═════ Fragment uit document ═════
Niet alleen moet het tempo worden verhoogd en opgeschaald, maar dit moet ook gepaard gaan met een aanzienlijke verduurzaming van de (ver)bouwketen. De overgang naar industrieel bouwen biedt enorme mogelijkheden om direct duurzame bouwstromen op te zetten. Hieronder schets ik hoe het beleid bijdraagt aan (a) het bevorderen van circulariteit en biobased materialen, en (b) het realiseren van schone en emissieloze industriële bouwprocessen.

a. Bevorderen van circulariteit en biobased materialen in de bouwketens

Bouwmaterialenakkoord

Om de verduurzaming van de hele markt te ondersteunen, ga ik samen met marktpartijen, medeoverheden en andere relevante ministeries in overleg over een bouwmaterialenakkoord. Hiermee geven we invulling aan de wens van de markt om lange termijn doelen voor circulair bouwen vast te leggen. Dit doen we onder andere door sector breed afspraken te maken om de benodigde veranderingen in bouwmaterialen en -methoden succesvol te implementeren. Het gebruik van meer biobased- en secundaire materialen, duurzamer beton of andere constructiematerialen zoals duurzamer staal, glas en keramiek, moet leiden tot aanzienlijke vermindering van de milieudruk bij de nieuwbouw- en renovatie van gebouwen.
═════ Aangeleverde gegevens ═════
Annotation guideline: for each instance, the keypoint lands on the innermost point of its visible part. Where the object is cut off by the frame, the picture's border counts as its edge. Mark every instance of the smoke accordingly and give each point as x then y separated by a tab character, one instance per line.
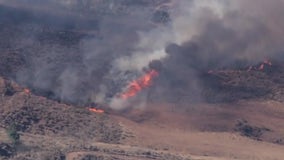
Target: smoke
86	51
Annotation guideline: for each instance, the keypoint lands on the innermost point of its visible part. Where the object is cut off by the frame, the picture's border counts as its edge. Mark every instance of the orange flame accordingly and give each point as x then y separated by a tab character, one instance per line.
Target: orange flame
96	110
137	85
27	91
265	62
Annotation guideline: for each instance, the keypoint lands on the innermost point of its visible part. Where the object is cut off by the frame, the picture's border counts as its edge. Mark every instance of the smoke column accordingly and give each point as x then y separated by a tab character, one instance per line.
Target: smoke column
═════
__Opdrachten__
**A.** Beantwoord aan de hand van het fragment over duurzaam bouwen de volgende vragen:
(i) Welke twee punten noemt de schrijver waarvoor geschetst wordt hoe het beleid bijdraagt?
(ii) Met welke partijen gaat de schrijver in overleg over een bouwmaterialenakkoord?
(iii) Welke constructiematerialen worden naast duurzamer beton genoemd?
**B.** Zet het fragment over duurzaam bouwen voort na de laatste zin.
De items spelen hierbij geen enkele rol.

__Antwoorden per opdracht__
**A.**
(i) Het bevorderen van circulariteit en biobased materialen, en het realiseren van schone en emissieloze industriële bouwprocessen.
(ii) Met marktpartijen, medeoverheden en andere relevante ministeries.
(iii) Duurzamer staal, glas en keramiek.

**B.**
In de uitwerking van het bouwmaterialenakkoord zullen we de samenhang met een mogelijk convenant standaardisering in de nieuwbouw goed bewaken. Terwijl het convenant zich richt op de vraagkant, namelijk eenduidige duurzaamheidsambities van opdrachtgevers, zal het bouwmaterialenakkoord zich richten op de aanbodkant en het verduurzamen van de toeleveringsketen. Het akkoord zal materiaalaanbieders ondersteunen om te voldoen aan strengere duurzaamheidseisen voor hun producten en processen. Daarmee helpt het akkoord om een verdere aanscherping van de milieuprestatie-eis gebouwen (MPG) in de toekomst mogelijk te maken. De rijksoverheid zal dit akkoord initiëren en ondersteunen. Hiermee geef ik uitvoering aan de motie van het lid Bromet.9 Streven is om eind 2023 met partijen sluitende afspraken te hebben gemaakt.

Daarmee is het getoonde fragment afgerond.